読解文:
------------

RMLCの2012年テーマとプロフェッショナル・ボランティアという「答え」
東京・横浜に雪。
昨日、サンフランシスコは16度。
この落差が、いい。
今回は若干、時差ぼけがあるが、
それも雪で吹き飛ぶ。
帰国しても忙しい。
今日は日本橋の日本スーパーマーケット協会で、
商業経営問題研究会の2月例会。
Retail management learning circle、略称RMLC。
今年最初の例会。
そこで、出席者全員で記念撮影。
(今日欠席の皆さん、悪しからず)
前列左から、前田章三さん、山口紀生さん、
私の右横は、高木和成さん、品川明さん、
その後ろが、井口征昭さん、杉田幸夫さん、
臼井旬さん、和田光さん、村上篤三郎さん。
今日は2012年の課題テーマについての話し合い。
今年のテーマの話し合い自体が、
現在の小売流通業の核心をついているから面白い。
RMLC世話人会からのテーマ・プレゼンは、
「小売業の『next stage』を年間テーマに設定」し、
研究し、まとめていこうというもの。
代表世話人の髙木和成さん(右から二人め)の進行のもと、
午後1時半から5時まで、濃密なディスカッション。
メンバーがそれぞれの問題意識を提示し、
それについて賛同したり、反論したりで、
3時間あまりが、あっという間に過ぎた。
最後に座長の私から、
ピーター・ドラッカーのポスト・モダンの7つの作法。
「見る、聞く」の徹底。
だからRMLCでは自分たちで見る場面を多く設けたい。
そしてゲスト・スピーカーを招いて、聞く機会を増やしたい。
ここからすべてが始まる。
そのうえで、議論し、考察する。
ほぼ年間方針が決まってから、
フリーディスカッション。
シニアマーケットの消費動向、
まいばすけっとをはじめとする小型店問題、
IT技術がいかに、次世代の小売業に影響を及ぼすかなど、
話題は尽きなかった。
今年一年の議論を通し、
次世代のスーパーマーケット構築の方向性が
見えてくる。

------------

データ抜粋:

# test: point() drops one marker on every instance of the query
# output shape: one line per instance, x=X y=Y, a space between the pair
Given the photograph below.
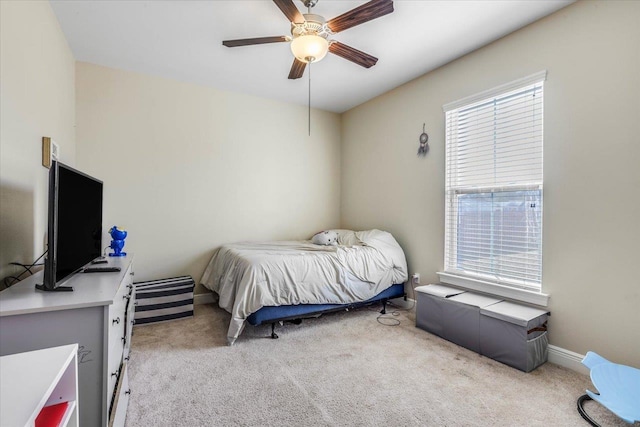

------------

問題:
読解文のうち、「今日は2012年の課題テーマについての話し合い。」から「3時間あまりが、あっという間に過ぎた。」までの部分を、両端の語句も含めて一字一句そのまま抜き出してください。

問題の解答:
今日は2012年の課題テーマについての話し合い。
今年のテーマの話し合い自体が、
現在の小売流通業の核心をついているから面白い。
RMLC世話人会からのテーマ・プレゼンは、
「小売業の『next stage』を年間テーマに設定」し、
研究し、まとめていこうというもの。
代表世話人の髙木和成さん(右から二人め)の進行のもと、
午後1時半から5時まで、濃密なディスカッション。
メンバーがそれぞれの問題意識を提示し、
それについて賛同したり、反論したりで、
3時間あまりが、あっという間に過ぎた。